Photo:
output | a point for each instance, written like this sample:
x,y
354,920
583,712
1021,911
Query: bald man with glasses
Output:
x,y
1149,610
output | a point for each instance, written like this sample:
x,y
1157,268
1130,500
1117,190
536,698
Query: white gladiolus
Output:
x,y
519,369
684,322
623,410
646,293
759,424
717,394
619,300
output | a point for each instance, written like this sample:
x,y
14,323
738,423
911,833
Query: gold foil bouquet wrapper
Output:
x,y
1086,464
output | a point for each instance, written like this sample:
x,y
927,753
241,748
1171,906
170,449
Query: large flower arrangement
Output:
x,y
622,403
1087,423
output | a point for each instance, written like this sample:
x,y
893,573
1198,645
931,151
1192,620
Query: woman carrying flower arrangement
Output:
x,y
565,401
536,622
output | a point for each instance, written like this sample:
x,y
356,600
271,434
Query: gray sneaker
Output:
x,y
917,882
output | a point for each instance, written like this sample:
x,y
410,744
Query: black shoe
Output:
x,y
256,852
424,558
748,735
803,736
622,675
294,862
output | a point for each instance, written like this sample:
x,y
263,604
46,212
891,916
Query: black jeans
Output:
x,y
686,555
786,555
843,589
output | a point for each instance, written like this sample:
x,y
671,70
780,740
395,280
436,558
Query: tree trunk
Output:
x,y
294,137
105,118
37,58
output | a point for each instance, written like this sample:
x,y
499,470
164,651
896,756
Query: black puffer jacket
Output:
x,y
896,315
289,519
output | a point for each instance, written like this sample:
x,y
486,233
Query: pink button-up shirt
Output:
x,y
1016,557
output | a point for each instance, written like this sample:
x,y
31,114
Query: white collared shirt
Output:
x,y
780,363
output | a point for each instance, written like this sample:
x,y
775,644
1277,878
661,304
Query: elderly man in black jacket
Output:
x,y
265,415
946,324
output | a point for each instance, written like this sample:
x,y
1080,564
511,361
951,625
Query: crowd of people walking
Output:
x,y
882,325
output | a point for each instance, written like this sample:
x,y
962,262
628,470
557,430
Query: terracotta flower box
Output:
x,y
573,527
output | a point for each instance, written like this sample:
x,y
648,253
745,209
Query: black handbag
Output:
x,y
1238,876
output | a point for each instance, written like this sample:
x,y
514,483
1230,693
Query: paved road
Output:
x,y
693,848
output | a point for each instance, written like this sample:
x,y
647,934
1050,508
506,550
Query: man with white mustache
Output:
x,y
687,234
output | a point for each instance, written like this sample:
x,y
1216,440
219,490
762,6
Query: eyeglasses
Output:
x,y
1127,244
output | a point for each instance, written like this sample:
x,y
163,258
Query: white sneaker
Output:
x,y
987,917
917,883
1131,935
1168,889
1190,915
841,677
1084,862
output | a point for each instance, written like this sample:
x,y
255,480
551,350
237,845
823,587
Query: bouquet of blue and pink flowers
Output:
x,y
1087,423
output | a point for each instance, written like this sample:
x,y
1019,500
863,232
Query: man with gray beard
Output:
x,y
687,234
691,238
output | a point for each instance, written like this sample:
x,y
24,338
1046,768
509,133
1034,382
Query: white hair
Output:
::::::
Look through the entries above and quote exactly the lines from the line with "Query: gold foil bouquet wrapper" to the line with "Query: elderly man in black jacket", counting both of those lines.

> _Solution below_
Query: gold foil bouquet wrapper
Output:
x,y
1086,464
output | a point for each instance, written like this sample:
x,y
927,753
241,748
1171,906
170,449
Query: large flower arrangement
Output:
x,y
622,403
1087,423
output | a point for each instance, written like this sample:
x,y
893,573
1198,645
931,151
1192,620
Query: woman carrying flower arrangement
Output:
x,y
565,401
536,622
output | a point for each instance, written like this sample:
x,y
356,600
271,434
Query: gray sneaker
Output:
x,y
917,882
output | a point for each instance, written like this sample:
x,y
410,744
Query: black shoe
Output:
x,y
256,852
424,558
748,735
803,736
622,675
294,862
output | a point for each instance, written like this sample:
x,y
263,604
46,212
891,916
Query: black jeans
Output:
x,y
686,555
786,555
843,589
output | a point for each instance, written like this sample:
x,y
671,70
780,740
395,280
436,558
Query: tree trunk
Output:
x,y
294,137
105,118
37,58
output | a point for each instance, written like this sample:
x,y
499,470
164,651
896,756
Query: black puffer jacket
Output:
x,y
896,315
289,519
output | a point for each instance, written like this sample:
x,y
486,233
Query: pink button-up shirt
Output:
x,y
1016,557
output | a point for each instance, written like this sample:
x,y
31,114
Query: white collared shirt
Output:
x,y
780,363
output | a point for each instance, written like this sample:
x,y
775,644
1277,878
661,304
Query: elderly man in black jacket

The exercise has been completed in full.